MATERIAL FOR THE TASK
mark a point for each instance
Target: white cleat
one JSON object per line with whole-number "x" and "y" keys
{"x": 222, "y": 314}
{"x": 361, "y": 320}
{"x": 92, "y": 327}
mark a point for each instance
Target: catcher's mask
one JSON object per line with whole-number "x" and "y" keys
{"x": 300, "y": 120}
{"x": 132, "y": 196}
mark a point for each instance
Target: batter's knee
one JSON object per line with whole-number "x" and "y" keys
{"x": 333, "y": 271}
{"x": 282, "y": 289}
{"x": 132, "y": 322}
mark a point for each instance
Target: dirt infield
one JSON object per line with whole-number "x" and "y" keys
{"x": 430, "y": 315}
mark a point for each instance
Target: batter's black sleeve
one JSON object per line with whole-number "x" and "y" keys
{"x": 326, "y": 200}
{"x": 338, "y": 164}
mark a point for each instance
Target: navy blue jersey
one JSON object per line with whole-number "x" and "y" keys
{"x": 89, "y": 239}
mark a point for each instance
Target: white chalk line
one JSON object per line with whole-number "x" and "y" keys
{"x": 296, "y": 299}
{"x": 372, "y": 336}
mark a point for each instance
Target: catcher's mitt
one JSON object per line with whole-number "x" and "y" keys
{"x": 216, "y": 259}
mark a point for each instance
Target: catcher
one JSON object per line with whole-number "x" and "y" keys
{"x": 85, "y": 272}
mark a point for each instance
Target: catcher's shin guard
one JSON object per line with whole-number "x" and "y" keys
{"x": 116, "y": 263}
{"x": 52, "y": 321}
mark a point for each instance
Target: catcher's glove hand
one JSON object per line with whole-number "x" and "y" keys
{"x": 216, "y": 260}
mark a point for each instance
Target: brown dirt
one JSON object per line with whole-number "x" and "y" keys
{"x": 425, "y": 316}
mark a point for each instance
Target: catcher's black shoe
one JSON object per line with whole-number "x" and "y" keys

DIRECTIVE
Change every "whole-number" in the material above to "integer" and give all its lines again, otherwise unchanged.

SOLVED EXERCISE
mark a point for each instance
Target: white cleat
one JSON object per line with integer "x" and "y" keys
{"x": 222, "y": 314}
{"x": 361, "y": 320}
{"x": 92, "y": 327}
mark a point for each instance
Target: catcher's mask
one JSON object per line with integer "x" and "y" keys
{"x": 300, "y": 120}
{"x": 132, "y": 196}
mark a point for each instance
Target: batter's knee
one JSON object per line with integer "x" and "y" keys
{"x": 333, "y": 271}
{"x": 282, "y": 289}
{"x": 132, "y": 322}
mark a point for each instance
Target: dirt infield
one JSON object per line with integer "x" and "y" keys
{"x": 430, "y": 315}
mark a point for each instance
Target: batter's black sleeve
one JSON object per line with integer "x" and "y" keys
{"x": 326, "y": 200}
{"x": 338, "y": 164}
mark a point for each instance
Target: navy blue jersey
one JSON object per line with integer "x" and "y" keys
{"x": 89, "y": 239}
mark a point for each instance
Target: white chalk line
one JSON object per line with integer "x" and "y" keys
{"x": 296, "y": 299}
{"x": 372, "y": 336}
mark a point for each instance
Target: catcher's mitt
one JSON object per line with integer "x" and "y" keys
{"x": 216, "y": 259}
mark a point for each instance
Target: catcher
one JSON object per line with integer "x" and "y" keys
{"x": 85, "y": 272}
mark a point for each instance
Target: catcher's shin guard
one JSON object per line with integer "x" and "y" keys
{"x": 116, "y": 263}
{"x": 52, "y": 321}
mark a point for each instance
Target: catcher's glove hand
one JSON object per line with integer "x" and "y" keys
{"x": 216, "y": 260}
mark a point for each instance
Target: brown dirt
one JSON object per line with integer "x" and "y" keys
{"x": 425, "y": 316}
mark a point for each instance
Target: catcher's black shoe
one JSON object per line with integer "x" and "y" keys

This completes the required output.